— begin —
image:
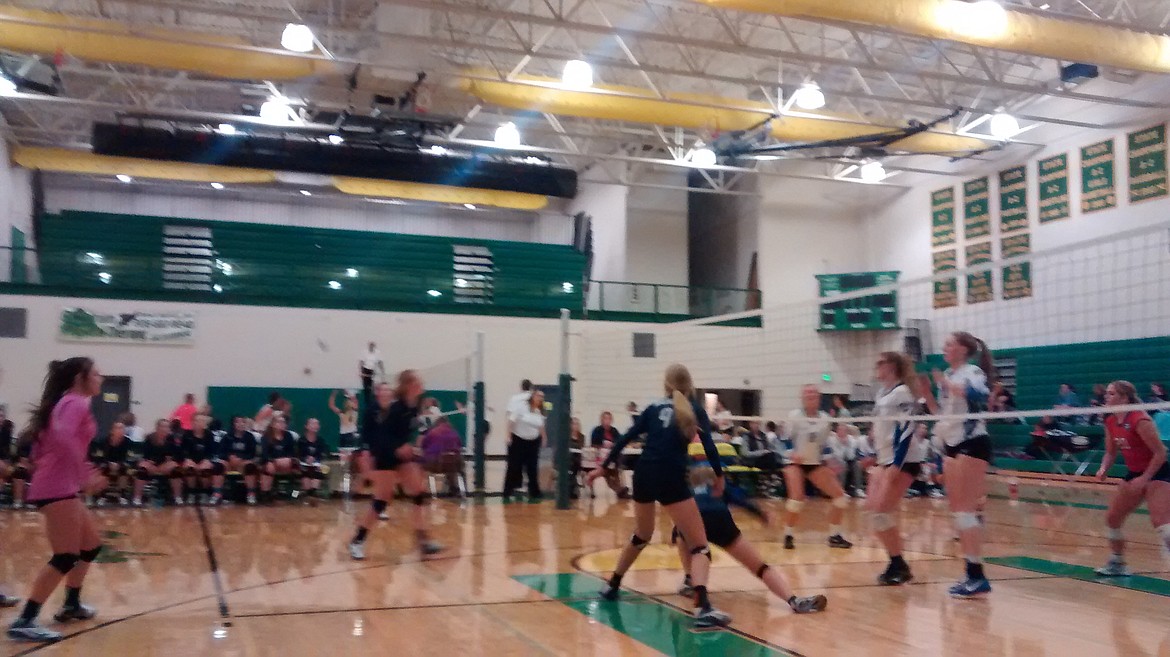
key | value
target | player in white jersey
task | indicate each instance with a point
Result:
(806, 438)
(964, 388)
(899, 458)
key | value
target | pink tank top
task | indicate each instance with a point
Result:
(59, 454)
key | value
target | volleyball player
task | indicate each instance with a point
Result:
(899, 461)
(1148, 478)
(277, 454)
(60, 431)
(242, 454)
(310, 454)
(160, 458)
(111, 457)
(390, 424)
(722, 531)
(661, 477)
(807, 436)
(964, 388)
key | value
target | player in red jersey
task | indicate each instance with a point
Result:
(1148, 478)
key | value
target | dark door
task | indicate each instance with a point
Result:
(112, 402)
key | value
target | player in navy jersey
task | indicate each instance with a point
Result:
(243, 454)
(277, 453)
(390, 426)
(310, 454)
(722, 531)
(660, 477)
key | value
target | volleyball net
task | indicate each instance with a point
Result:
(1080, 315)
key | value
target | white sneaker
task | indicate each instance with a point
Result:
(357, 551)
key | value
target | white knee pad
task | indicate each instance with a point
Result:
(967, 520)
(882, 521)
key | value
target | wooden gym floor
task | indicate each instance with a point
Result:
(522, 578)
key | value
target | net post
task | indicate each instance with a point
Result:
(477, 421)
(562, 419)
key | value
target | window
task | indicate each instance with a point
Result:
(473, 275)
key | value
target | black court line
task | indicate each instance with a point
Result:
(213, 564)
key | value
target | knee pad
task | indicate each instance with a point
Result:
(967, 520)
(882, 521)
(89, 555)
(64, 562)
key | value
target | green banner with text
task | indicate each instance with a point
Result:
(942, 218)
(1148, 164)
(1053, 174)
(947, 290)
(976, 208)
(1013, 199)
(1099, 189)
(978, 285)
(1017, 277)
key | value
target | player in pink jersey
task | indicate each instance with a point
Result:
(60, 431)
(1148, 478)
— end —
— begin —
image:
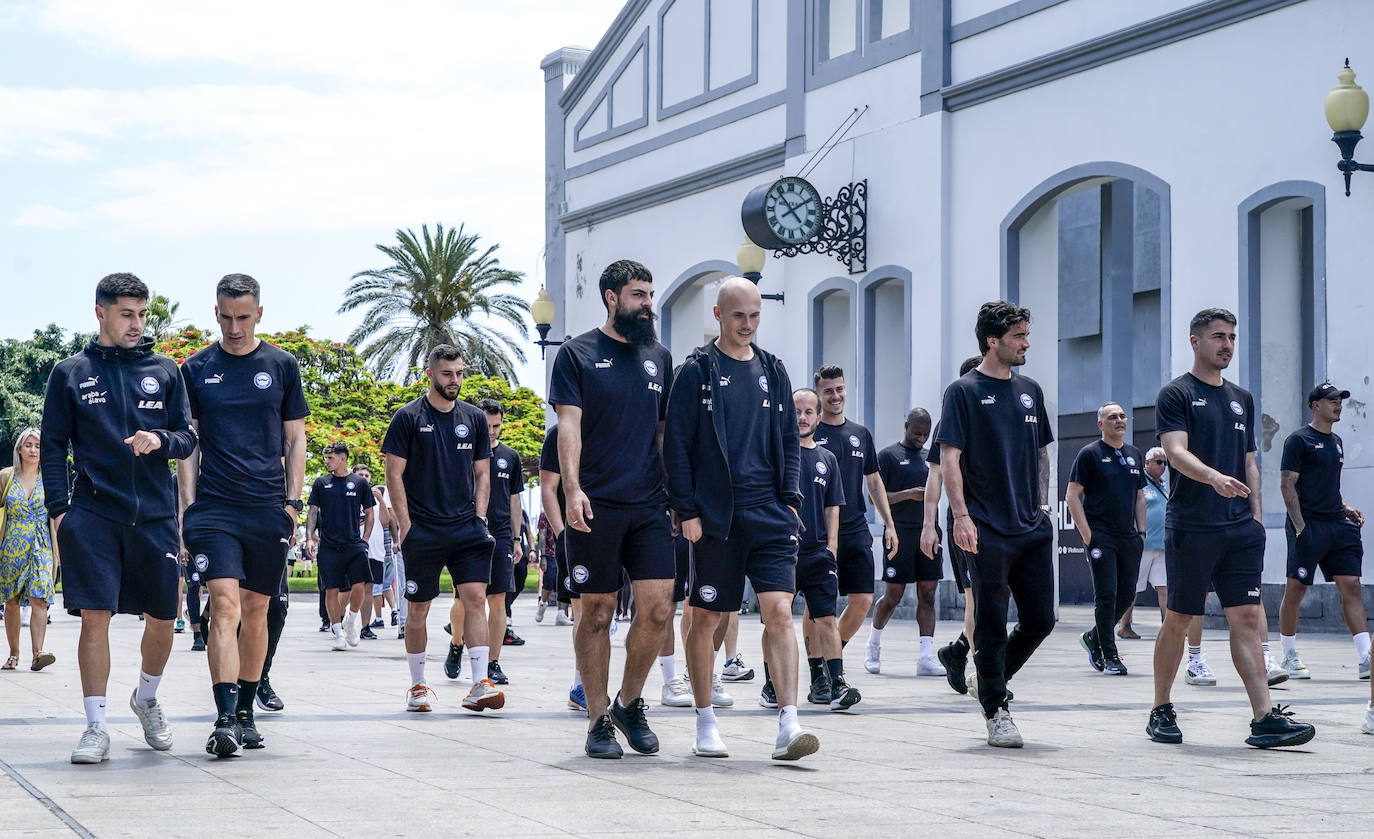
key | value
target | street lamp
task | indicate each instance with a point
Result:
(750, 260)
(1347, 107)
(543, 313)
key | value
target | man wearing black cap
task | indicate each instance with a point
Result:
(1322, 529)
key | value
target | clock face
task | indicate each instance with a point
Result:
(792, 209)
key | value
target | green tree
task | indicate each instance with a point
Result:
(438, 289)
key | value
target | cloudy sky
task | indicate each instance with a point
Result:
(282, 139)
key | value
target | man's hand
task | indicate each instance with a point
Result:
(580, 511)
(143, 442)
— end —
— begin —
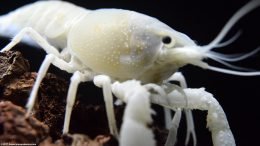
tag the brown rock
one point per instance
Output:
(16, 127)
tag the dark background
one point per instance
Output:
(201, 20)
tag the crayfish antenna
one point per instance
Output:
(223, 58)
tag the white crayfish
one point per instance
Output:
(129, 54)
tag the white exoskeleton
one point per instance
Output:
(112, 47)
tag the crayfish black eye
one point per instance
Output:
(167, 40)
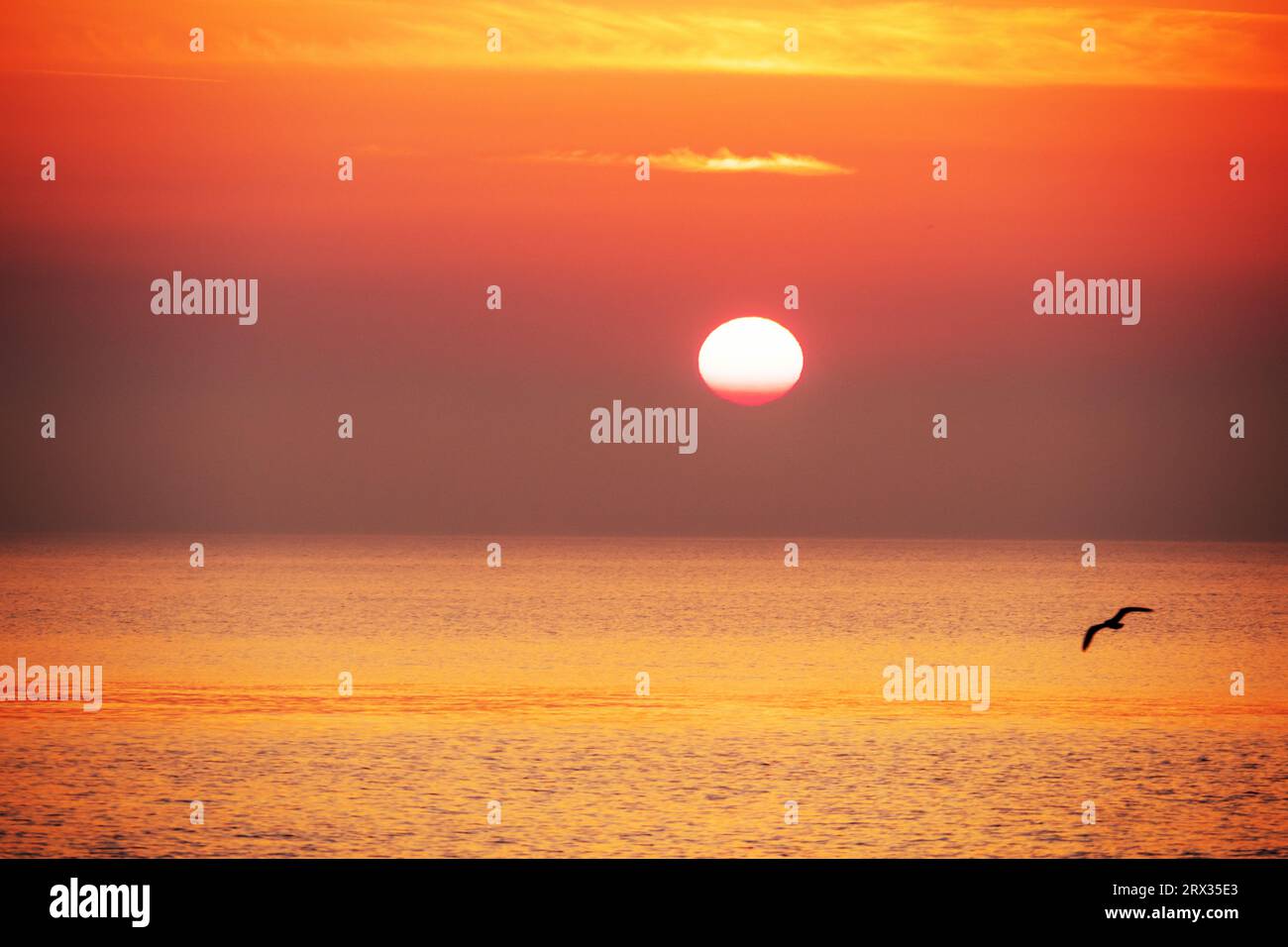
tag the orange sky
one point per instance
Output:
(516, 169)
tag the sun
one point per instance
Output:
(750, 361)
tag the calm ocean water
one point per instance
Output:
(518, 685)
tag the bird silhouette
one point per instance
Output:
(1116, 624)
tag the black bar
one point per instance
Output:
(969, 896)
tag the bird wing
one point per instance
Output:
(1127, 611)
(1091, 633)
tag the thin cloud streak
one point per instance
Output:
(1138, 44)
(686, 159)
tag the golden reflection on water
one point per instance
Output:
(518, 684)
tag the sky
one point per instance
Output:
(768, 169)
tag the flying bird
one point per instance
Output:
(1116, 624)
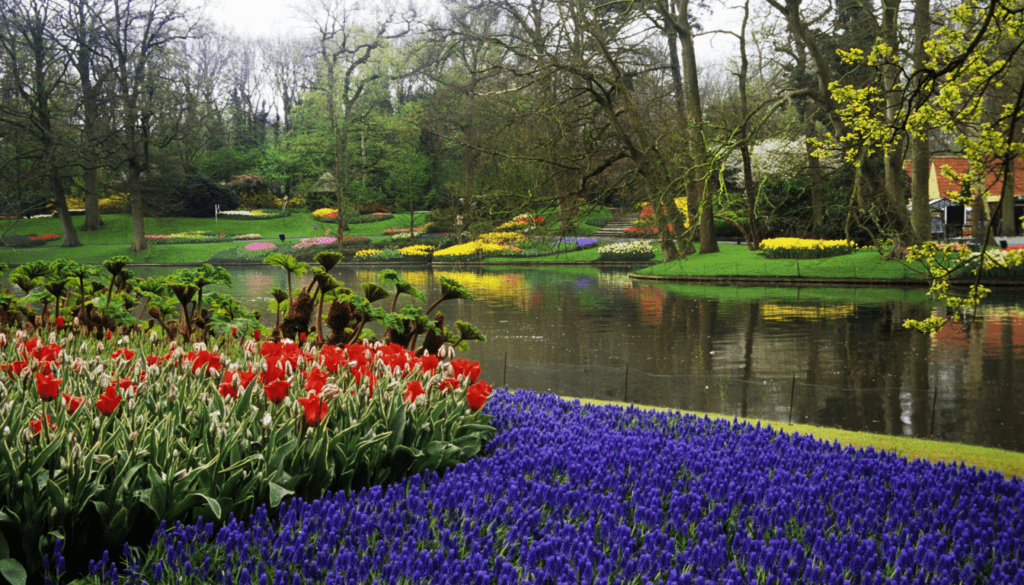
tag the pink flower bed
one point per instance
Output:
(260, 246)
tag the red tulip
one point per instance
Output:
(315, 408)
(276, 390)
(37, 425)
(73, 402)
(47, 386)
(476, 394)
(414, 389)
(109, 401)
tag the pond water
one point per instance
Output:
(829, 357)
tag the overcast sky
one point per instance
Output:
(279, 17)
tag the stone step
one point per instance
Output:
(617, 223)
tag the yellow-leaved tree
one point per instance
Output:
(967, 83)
— end —
**What to work on**
Turn part of the listing above into a Markdown table with the columns No. and Entry, giving each line its own numbered row and skipping blank lines. Begin at the line that has "tag the orange sky" and stop after the line that has "(1091, 633)".

**Full response**
| No. | Entry |
|---|---|
| 1 | tag the orange sky |
| 2 | one point per instance |
| 3 | Output: |
| 4 | (516, 169) |
| 5 | tag the sun |
| 6 | one point per instance |
| 7 | Output: |
| 8 | (750, 361) |
| 9 | tag the calm ocean water |
| 10 | one point per instance |
| 11 | Output: |
| 12 | (518, 685) |
| 13 | tag the bird silhouette |
| 14 | one point per instance |
| 15 | Output: |
| 16 | (1116, 624) |
| 17 | tag the black bar |
| 18 | one point per instance |
| 19 | Output: |
| 20 | (969, 896) |
| 21 | tag the bird wing |
| 22 | one point per instance |
| 23 | Output: |
| 24 | (1127, 611) |
| 25 | (1091, 633) |